Exercise instructions
Locate every line in the records below that contains the word "grass", and copy each of those lines.

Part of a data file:

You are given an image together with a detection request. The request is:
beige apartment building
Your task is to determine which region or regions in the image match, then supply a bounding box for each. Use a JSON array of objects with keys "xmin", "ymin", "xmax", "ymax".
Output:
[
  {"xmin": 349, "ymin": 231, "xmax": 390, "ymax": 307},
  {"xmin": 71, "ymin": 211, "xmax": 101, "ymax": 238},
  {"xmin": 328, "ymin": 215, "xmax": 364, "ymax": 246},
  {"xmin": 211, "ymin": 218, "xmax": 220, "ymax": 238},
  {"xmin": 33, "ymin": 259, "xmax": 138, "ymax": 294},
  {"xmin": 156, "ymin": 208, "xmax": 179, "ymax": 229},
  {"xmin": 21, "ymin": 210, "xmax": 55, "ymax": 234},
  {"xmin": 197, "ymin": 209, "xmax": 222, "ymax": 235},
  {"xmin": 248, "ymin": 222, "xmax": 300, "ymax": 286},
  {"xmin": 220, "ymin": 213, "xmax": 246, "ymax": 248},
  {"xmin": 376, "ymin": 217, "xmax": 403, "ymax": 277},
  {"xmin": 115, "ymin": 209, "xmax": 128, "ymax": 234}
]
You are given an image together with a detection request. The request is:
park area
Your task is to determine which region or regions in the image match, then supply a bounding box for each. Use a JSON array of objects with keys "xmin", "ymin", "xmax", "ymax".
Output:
---
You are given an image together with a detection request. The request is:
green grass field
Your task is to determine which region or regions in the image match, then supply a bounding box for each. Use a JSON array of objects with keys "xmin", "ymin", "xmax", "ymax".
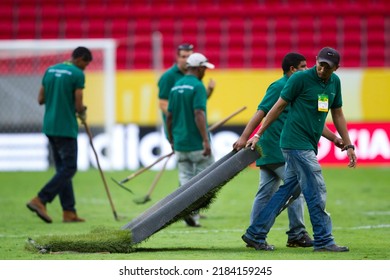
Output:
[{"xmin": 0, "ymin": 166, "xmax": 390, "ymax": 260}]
...
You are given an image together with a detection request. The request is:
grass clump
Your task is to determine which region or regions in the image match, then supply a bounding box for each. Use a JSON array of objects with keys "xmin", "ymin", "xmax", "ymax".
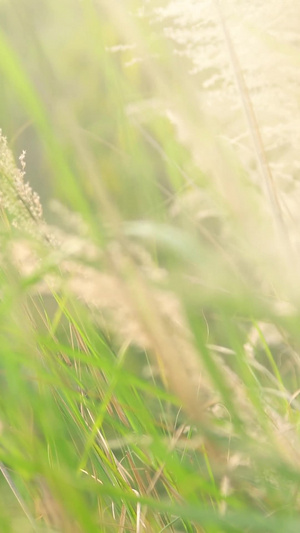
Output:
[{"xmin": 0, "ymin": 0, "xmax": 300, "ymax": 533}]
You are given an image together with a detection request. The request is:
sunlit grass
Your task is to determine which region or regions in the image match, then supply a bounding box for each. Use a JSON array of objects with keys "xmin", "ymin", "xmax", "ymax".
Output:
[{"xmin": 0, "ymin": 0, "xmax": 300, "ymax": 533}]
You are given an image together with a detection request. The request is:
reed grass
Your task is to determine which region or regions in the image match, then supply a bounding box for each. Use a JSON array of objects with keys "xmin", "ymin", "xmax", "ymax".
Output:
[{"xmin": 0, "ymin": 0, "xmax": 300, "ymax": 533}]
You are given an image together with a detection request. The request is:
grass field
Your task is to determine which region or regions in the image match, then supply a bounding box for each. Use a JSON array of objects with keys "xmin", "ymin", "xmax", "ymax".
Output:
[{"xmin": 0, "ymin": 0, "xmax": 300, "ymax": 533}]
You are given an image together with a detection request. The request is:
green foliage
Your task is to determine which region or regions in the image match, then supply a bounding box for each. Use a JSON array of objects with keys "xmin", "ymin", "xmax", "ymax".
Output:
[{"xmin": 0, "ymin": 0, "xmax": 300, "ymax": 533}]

Final result
green grass field
grass clump
sunlit grass
reed grass
grass field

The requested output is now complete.